Task brief: Extract every line of the material below and reproduce it faithfully.

Stored rows:
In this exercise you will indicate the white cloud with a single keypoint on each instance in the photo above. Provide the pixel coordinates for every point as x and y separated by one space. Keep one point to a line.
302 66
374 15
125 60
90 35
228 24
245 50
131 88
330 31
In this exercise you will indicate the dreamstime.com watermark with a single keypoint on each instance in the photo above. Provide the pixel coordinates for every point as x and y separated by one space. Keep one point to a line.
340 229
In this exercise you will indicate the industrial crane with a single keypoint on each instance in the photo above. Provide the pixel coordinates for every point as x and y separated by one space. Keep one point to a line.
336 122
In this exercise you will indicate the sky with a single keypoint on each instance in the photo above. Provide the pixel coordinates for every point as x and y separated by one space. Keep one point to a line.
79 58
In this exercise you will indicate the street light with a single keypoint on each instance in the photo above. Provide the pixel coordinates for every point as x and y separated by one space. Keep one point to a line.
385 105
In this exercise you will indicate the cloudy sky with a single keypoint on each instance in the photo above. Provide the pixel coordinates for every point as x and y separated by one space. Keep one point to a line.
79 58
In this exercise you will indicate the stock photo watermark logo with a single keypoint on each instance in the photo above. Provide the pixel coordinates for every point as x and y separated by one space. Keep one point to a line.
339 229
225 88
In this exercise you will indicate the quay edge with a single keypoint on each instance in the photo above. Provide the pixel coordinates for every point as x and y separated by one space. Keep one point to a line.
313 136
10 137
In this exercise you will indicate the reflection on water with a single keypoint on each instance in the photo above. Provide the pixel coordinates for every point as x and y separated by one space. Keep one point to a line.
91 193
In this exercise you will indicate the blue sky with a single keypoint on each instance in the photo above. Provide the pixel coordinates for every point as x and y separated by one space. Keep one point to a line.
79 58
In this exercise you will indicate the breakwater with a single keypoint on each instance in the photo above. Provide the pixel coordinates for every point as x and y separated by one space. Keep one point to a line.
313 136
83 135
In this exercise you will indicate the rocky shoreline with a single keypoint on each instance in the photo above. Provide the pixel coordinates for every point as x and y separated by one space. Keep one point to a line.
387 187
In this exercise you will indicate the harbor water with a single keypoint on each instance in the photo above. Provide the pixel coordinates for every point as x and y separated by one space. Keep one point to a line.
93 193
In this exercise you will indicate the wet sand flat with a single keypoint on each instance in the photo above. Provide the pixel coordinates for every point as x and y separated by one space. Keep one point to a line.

Answer for this exercise:
In this exercise you will indicate the white cloud with a single keypoint on each instance in the photo above. Provide the pixel coordinates for every point as x and y separated by one space. Keep one point to a line.
302 66
374 15
125 60
90 35
228 24
245 50
131 88
330 31
In this exercise you will indicate the dreamstime.com watermark with a single keypoint on each instance in the photo above. Provide the pixel coordinates for every point as x and y separated by one space. Keep one point to a line.
340 229
In this exercise you will indicate the industrial crane with a single keypoint on each instance in the photo above. Provide the pixel coordinates for every point as x and y separated by one space. Keep one point to a line.
336 122
In this exercise you will indicate the sky with a single keypoint on each instance in the photo above. Provide the pixel coordinates for every point as x and y separated by one space. Keep one point to a line.
79 58
In this exercise you will indicate the street light with a single keypoint on each instance in the photo above. Provide the pixel coordinates for every point as x and y separated by one space. Keep one point to a line.
385 105
In this exercise you will indicate the cloudy sky with a single keypoint on each instance in the photo above. Provide the pixel coordinates for every point as x and y separated by one space. Keep one point to a line.
79 58
In this exercise you will indicate the stock photo watermark logo with a single keypoint on each instance in the photo above. Provide the pixel coordinates for every point as x and y separated by one space. Keep one point to a line.
339 229
225 88
In this exercise you will indicate the quay edge with a single keypoint on each instance in the photo above. Provide the pixel coordinates for every point as x and y separated by one space. Keep one point to a line.
313 136
10 137
In this exercise you will indicate the reflection on water with a single keypoint on each instance in the photo above. Provide the pixel coordinates for every point as x and y separated by one space. Keep one point to a line.
91 193
In this exercise you will indicate the blue sky with a single keypoint on each instance in the photo above. Provide the pixel coordinates for every point as x and y separated by one space. Keep one point to a line.
79 58
In this exercise you will indicate the breakwater with a single keypoint on each instance in the photo above. Provide the pixel coordinates for every point as x and y separated by one space. Keep one point to a line.
313 136
83 135
In this exercise you will indicate the rocky shoreline with a single keypoint on each instance in the photo above. Provide the pixel coordinates for every point as x and y separated by one space. Keep one point to a line.
387 187
In this exercise you will indicate the harbor water with a single keypoint on each instance in the photo above. Provide the pixel coordinates for every point as x and y separated by one space. Keep one point to a line.
93 193
In this exercise you will indicate the wet sand flat with a single keypoint on each instance in the photo above. Provide the pixel coordinates for every point as x and y separated by one space. Keep one point to a line.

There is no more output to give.